▶ **Reading passage**
____________________

As Im sure everyone in a dull job understands; I get really down hearted with the monotony, I enjoy clothes but after 8 hours of advising what colour suits people best, I must admit I couldnt care less what they wear or buy, so its a great relief to spend some time doing something I truely love, and that represents a future to me. I really want to become a teacher and make education interesting for kids, and every time I do something practical with children it just re-enforces how much the job would suit me.

Im also looking into some different volunteering, which is PAT dogs. We have 5 dogs at home, and I really want to do something practical with my old cavelier (Tommy) who is too decrepid to go for walks or swims like we used to. Plus I want other people to benefit. PAT dogs go round people in need of comaradery (cant spell) or would benefit from interaction with animals such as people with disabilities, people in nursing homes etc and they just stroke them and play with them. Not quite sure how much I can class it as me volunteering because all I do is hold on to one end of the lead. So I go to a talk on that next week to see if any of our pets are suitable, and how much commitment they require because obviously I dont want the people we visit to get attatched to Tommy, and then him stop visiting because Ive gone to Tanzania.

____________________

▶ **Work required**
Extend the blog post about PAT dog volunteering, picking up after its last sentence. The lines after this have nothing to do with the blog post.

____________________

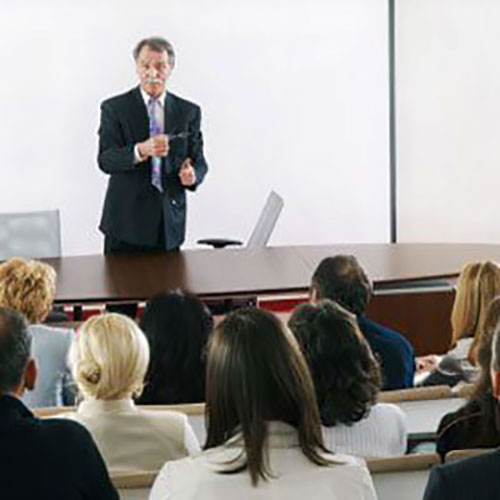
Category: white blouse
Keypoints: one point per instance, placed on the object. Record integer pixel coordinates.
(130, 438)
(382, 433)
(295, 477)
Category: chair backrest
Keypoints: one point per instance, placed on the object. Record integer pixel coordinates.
(30, 234)
(472, 452)
(416, 394)
(135, 485)
(401, 477)
(267, 220)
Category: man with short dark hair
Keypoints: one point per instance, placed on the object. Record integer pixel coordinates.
(476, 477)
(151, 146)
(343, 280)
(50, 459)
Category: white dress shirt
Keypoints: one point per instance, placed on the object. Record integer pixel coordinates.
(130, 438)
(295, 477)
(159, 115)
(383, 433)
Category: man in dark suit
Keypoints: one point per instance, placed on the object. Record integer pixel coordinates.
(151, 145)
(343, 280)
(476, 477)
(51, 459)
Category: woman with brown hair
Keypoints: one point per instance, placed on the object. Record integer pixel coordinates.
(263, 429)
(347, 383)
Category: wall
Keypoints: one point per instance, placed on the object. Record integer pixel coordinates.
(294, 97)
(448, 120)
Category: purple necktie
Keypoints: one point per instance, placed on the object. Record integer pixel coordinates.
(155, 129)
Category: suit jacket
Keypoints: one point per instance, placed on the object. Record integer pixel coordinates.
(49, 459)
(130, 438)
(395, 353)
(54, 385)
(466, 479)
(134, 211)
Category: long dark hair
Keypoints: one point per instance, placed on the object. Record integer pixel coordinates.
(177, 326)
(256, 374)
(346, 374)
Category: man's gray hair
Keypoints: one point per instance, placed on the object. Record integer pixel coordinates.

____________________

▶ **Response for this exercise**
Added to all of this is the continual fundraising! now go £1500, so I'm exactly half way there, but still to collect £700 of that. Now writing to all my companies I have in mind to get some more money, and then once that is sorted I'll hopefully be in the local newspapers Chichester and Bognor Observers, but there is little point going ahead with that until I have sponsorship to advertise...if that makes sense.

sorry Ive written so much about...well....nothing!